**SHORT PROBLEM**
Reproduce each of the following rows verbatim.

###

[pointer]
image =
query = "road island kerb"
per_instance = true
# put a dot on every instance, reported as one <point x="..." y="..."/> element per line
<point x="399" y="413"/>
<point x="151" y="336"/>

###

**RESULT OF THE TASK**
[pointer]
image =
query = "road island kerb"
per_instance = true
# put a dot on every instance, reported as one <point x="..." y="..."/> element per line
<point x="399" y="413"/>
<point x="151" y="336"/>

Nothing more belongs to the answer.